“You’re grounded” is the last thing an airplane manufacturer wants to hear from the FAA.
And it’s no less alarming to airline passengers. It can mean discovering that an airplane you have just flown has suddenly been found too dangerous to fly.
The most serious example of that came in March 2019, when one of the most universally flown jets, the Boeing 737MAX, was grounded after a second fatal crash in less than five months, killing 346 people. That grounding lasted nearly two years and did great harm to Boeing’s reputation.
It also revealed that the FAA’s oversight of Boeing was far too lax: Investigators found that there was enough wrong with the new model 737 to justify grounding it after the first crash. As a result, Steve Dickson, the head of the FAA, has greatly tightened the screws on Boeing–and on the way his agency now scrutinizes every aerospace project.
That’s why the grounding of Virgin Galactic merits a close look, not only for what it means for Richard Branson’s effort to deliver regular and dependable joy rides for rich people but also for what it might reveal about the FAA’s new mood.
On the face of it, the reason for this grounding doesn’t seem grave enough to have long-term consequences. It arose from one event on July 11 when Branson took his first flight on his own ship, along with three others, and beat out Jeff Bezos to launch “space tourism.”

» **WHAT TO PRODUCE**
Please copy out the article on the FAA groundings word for word, starting at the words "It also revealed" and stopping after "every aerospace project.".

» **DATA PROVIDED**

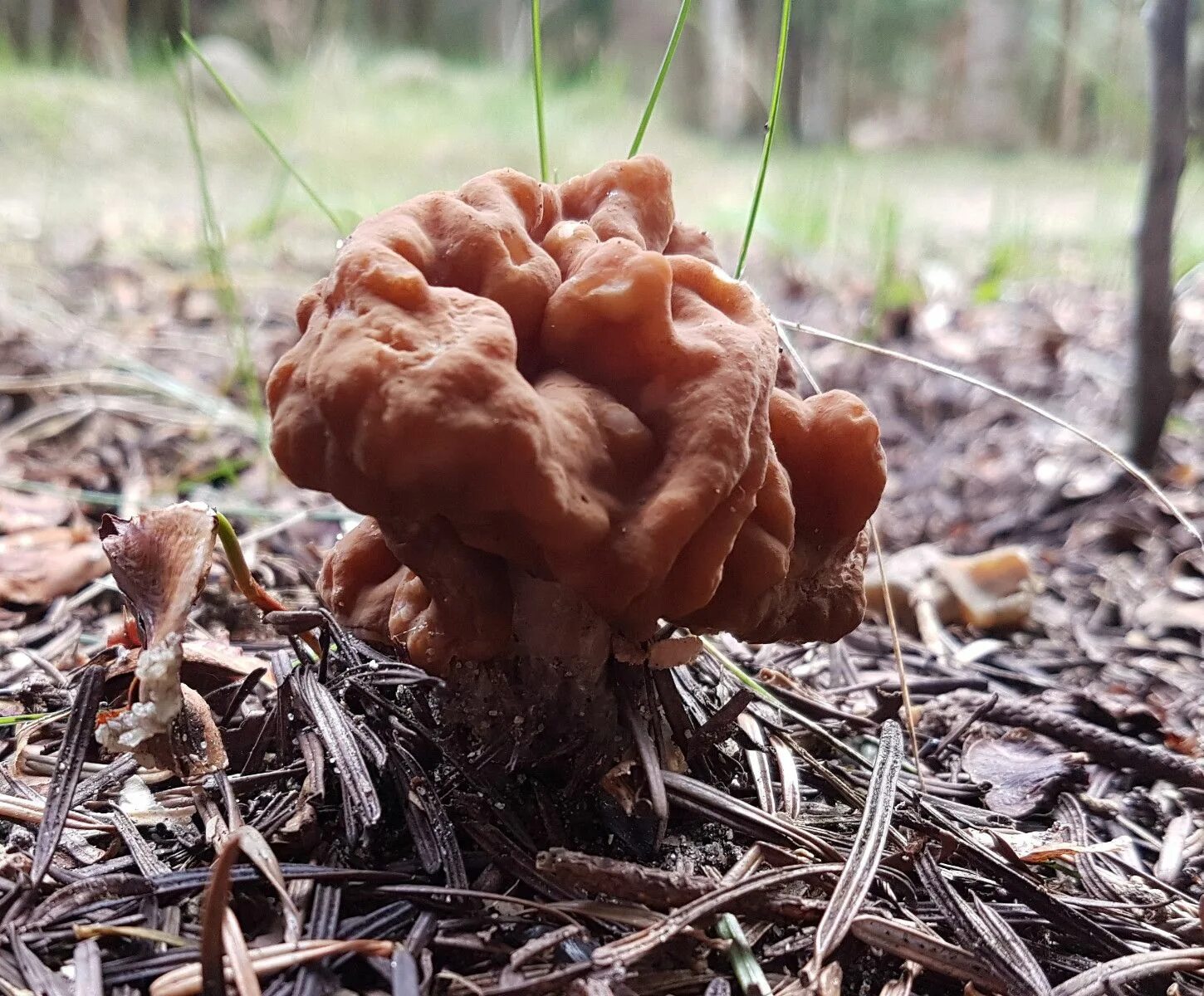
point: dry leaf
(40, 565)
(21, 511)
(1025, 771)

» **TASK ANSWER**
It also revealed that the FAA’s oversight of Boeing was far too lax: Investigators found that there was enough wrong with the new model 737 to justify grounding it after the first crash. As a result, Steve Dickson, the head of the FAA, has greatly tightened the screws on Boeing–and on the way his agency now scrutinizes every aerospace project.